- Exercises to complete
1. Reproduce the stretch of the menopause article from "Why? Part of" through "for many women.".
2. Translate this sentence from the menopause article into Spanish: "According to the North American Menopause Society, women go through menopause at an average age of 51--and by the year 2030, 1.2 billion women worldwide will be 50 or older."

That Certain Age - general advice on natural remedies for treating menopausal symptoms
Vegetarian Times, July, 1999 by Lori Oliwenstein
Menopause, like puberty, is a time of exquisite change--a time of fluctuating hormones, of shifting biological and menopause priorities. But unlike puberty, we don't celebrate menopause. We dread it. We ignore it. We treat it as an illness.
"Some people have this idea that menopause means that you're old; that we're somehow outliving what's natural for us," says Neal Barnard, M.D., author of Eat Right, Live Longer (Harmony Books, 1995) and Foods That Fight Pain (Harmony Books, 1998). "To which I say, `That's a lot of hooey.' There's just as much life after menopause as there was before it."
That's likely to be good news to the 4,000 U.S. and Canadian women who reach menopause each day. According to the North American Menopause Society, women go through menopause at an average age of 51--and by the year 2030, 1.2 billion women worldwide will be 50 or older.
Menopause, technically, takes place on the first anniversary of the day you had your last menstrual period (assuming there are no other medical reasons to explain the absence of menses). The stuff we spend so much time obsessing over--mood swings, hot flashes and erratic periods, which on average last for three and a half years--actually occur during what's called peri-menopause. Once the big anniversary has come and gone, you're postmenopausal and, according to health statistics, at increased risk for heart disease and bone fractures due to osteoporosis.
But there are many things you can do to make the passage from peri- to post-menopause a peaceful one and to make yourself comfortable once you've gotten there. Many of them can be done easily and naturally, without overmedicalizing a very normal and indeed exhilarating part of your life.
HRT OR NOT?
The decision whether to take hormone replacement therapy (HRT) is one that every perimenopausal woman faces. In addition to its recognized benefits in protecting against osteoporosis, HRT can also decrease hot flashes and vaginal dryness, keep skin supple and may ward off Alzheimer's disease.
Yet women are increasingly opting against HRT. An estimated 20 million prescriptions are handed out for HRT drugs each year, making Wyeth-Ayerst Laboratories' Premarin, the basic estrogen formulation, the most prescribed drug in this country for the past seven years. But 30 percent of women given HRT prescriptions never take them to their pharmacies, according to a 1997 report in the American Family Physician. Of the women who do choose HRT, 60 percent discontinue it within a year. And 80 percent of postmenopausal women in the United States do not use any form of HRT at all.
Why? Part of it is, of course, the serious inherent risks--with breast cancer topping the list. Then, too, the fact that Premarin is extracted from the urine of pregnant mares--not to mention the purportedly inhumane conditions under which these horses are kept and the slaughter of most of their foals for meat--makes it a non-option for many women.

- Dataset records
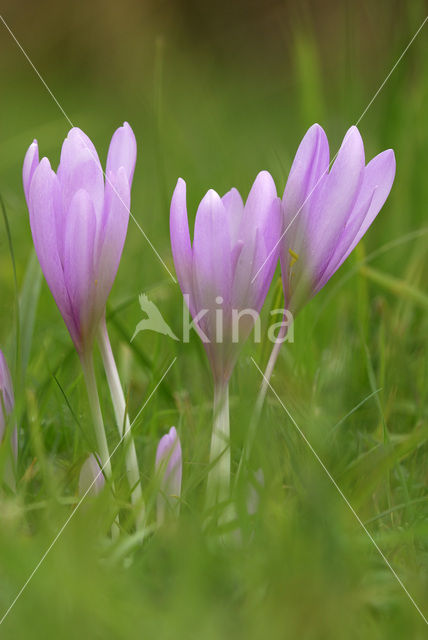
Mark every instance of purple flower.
[155,427,183,524]
[280,124,395,314]
[170,171,281,383]
[79,454,105,497]
[23,122,136,354]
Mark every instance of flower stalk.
[207,383,230,507]
[98,320,144,527]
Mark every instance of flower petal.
[64,189,100,342]
[316,149,395,291]
[221,188,244,246]
[95,167,131,310]
[22,140,39,207]
[57,127,104,218]
[193,189,232,316]
[169,178,193,302]
[239,171,277,242]
[282,124,330,255]
[29,158,78,344]
[106,122,137,186]
[307,127,364,280]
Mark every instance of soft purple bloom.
[23,122,136,353]
[170,171,281,383]
[156,427,183,523]
[79,454,105,497]
[281,124,395,313]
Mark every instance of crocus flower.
[23,122,136,354]
[170,171,281,384]
[79,454,105,497]
[156,427,183,524]
[170,171,281,506]
[281,124,395,314]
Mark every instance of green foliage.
[0,3,428,640]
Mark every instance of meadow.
[0,1,428,640]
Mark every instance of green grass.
[0,3,428,640]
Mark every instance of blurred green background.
[0,0,428,640]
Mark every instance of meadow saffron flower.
[23,123,136,354]
[23,122,141,520]
[258,124,395,409]
[156,427,183,524]
[170,171,281,503]
[0,349,18,488]
[281,124,395,314]
[170,171,280,384]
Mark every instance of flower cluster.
[0,122,395,524]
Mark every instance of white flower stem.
[80,352,119,539]
[98,320,144,528]
[236,323,288,488]
[207,384,230,507]
[255,323,288,410]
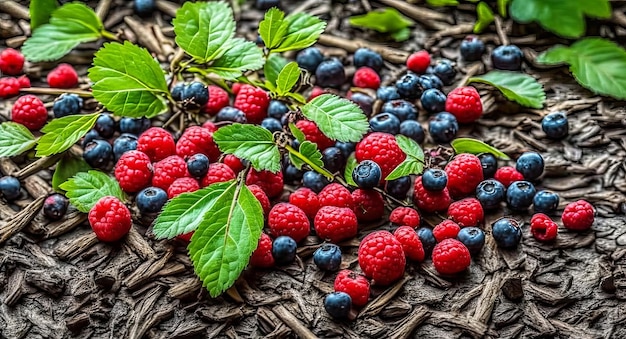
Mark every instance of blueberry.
[422,168,448,192]
[352,160,383,189]
[491,218,522,248]
[272,235,298,265]
[313,244,341,272]
[506,180,537,211]
[515,152,544,180]
[476,179,506,210]
[491,45,524,71]
[541,112,569,139]
[315,59,346,87]
[135,187,167,214]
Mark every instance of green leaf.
[468,71,546,108]
[172,1,235,62]
[36,113,98,157]
[259,7,289,49]
[213,124,280,173]
[188,181,263,297]
[89,41,169,118]
[537,38,626,100]
[450,138,510,160]
[22,2,104,62]
[302,94,369,142]
[0,122,37,157]
[59,170,125,213]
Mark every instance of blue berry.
[313,244,341,272]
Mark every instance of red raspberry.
[296,120,335,151]
[448,198,485,227]
[433,219,461,242]
[137,127,176,162]
[152,155,189,192]
[88,196,133,241]
[446,86,483,124]
[432,239,472,274]
[359,231,406,286]
[289,187,320,219]
[267,202,311,242]
[352,67,380,89]
[313,206,359,243]
[406,50,430,74]
[389,207,420,228]
[352,188,385,221]
[47,64,78,88]
[115,150,152,193]
[335,270,370,307]
[493,166,524,187]
[393,226,425,262]
[11,94,48,131]
[250,233,274,268]
[233,84,270,124]
[445,153,483,198]
[355,132,406,180]
[530,213,559,242]
[204,85,230,116]
[561,200,595,231]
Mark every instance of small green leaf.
[213,124,280,173]
[0,121,37,157]
[468,71,546,108]
[37,113,98,157]
[89,41,169,118]
[59,170,125,213]
[302,94,369,142]
[450,138,510,160]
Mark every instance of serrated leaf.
[537,38,626,100]
[468,71,546,108]
[0,121,37,157]
[213,124,280,173]
[36,113,98,157]
[188,182,263,297]
[450,138,510,160]
[89,41,169,118]
[59,170,125,213]
[22,2,104,62]
[302,94,369,142]
[172,1,235,62]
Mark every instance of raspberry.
[359,231,406,286]
[313,206,358,243]
[335,270,370,307]
[352,188,385,221]
[47,64,78,88]
[115,150,152,193]
[88,196,133,241]
[152,155,189,191]
[267,202,311,242]
[433,219,461,242]
[233,85,270,124]
[445,153,483,197]
[446,86,483,124]
[296,120,335,151]
[530,213,559,242]
[176,126,221,162]
[389,207,420,228]
[561,200,595,231]
[432,239,471,274]
[448,198,484,227]
[11,94,48,131]
[352,67,380,89]
[355,132,406,180]
[137,127,176,162]
[393,226,425,262]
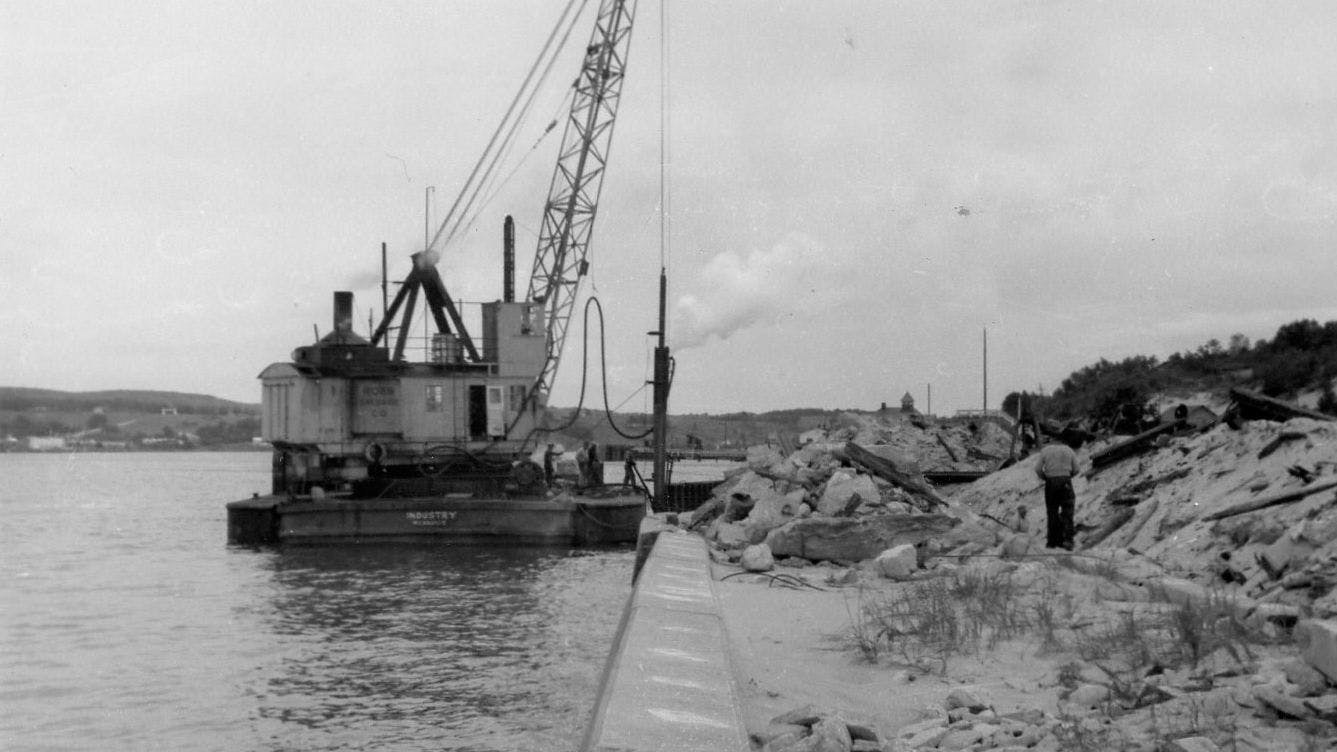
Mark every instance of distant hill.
[0,387,259,448]
[1001,318,1337,427]
[0,387,259,415]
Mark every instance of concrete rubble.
[679,406,1337,752]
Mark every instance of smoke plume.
[669,234,826,351]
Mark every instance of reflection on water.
[250,547,627,749]
[0,454,632,751]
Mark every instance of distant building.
[28,436,66,452]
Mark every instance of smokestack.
[334,290,353,335]
[501,214,515,302]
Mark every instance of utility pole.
[651,269,669,508]
[983,326,989,412]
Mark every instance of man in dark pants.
[1035,439,1078,543]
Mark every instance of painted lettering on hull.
[404,511,459,527]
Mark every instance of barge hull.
[227,495,646,546]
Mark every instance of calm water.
[0,452,634,751]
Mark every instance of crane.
[527,0,635,405]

- Solutions below
1.
Why? Part of it is, of course, the serious inherent risks--with breast cancer topping the list. Then, too, the fact that Premarin is extracted from the urine of pregnant mares--not to mention the purportedly inhumane conditions under which these horses are kept and the slaughter of most of their foals for meat--makes it a non-option for many women.

2. Según la North American Menopause Society, las mujeres llegan a la menopausia a una edad promedio de 51 años, y para el año 2030, 1.200 millones de mujeres en todo el mundo tendrán 50 años o más.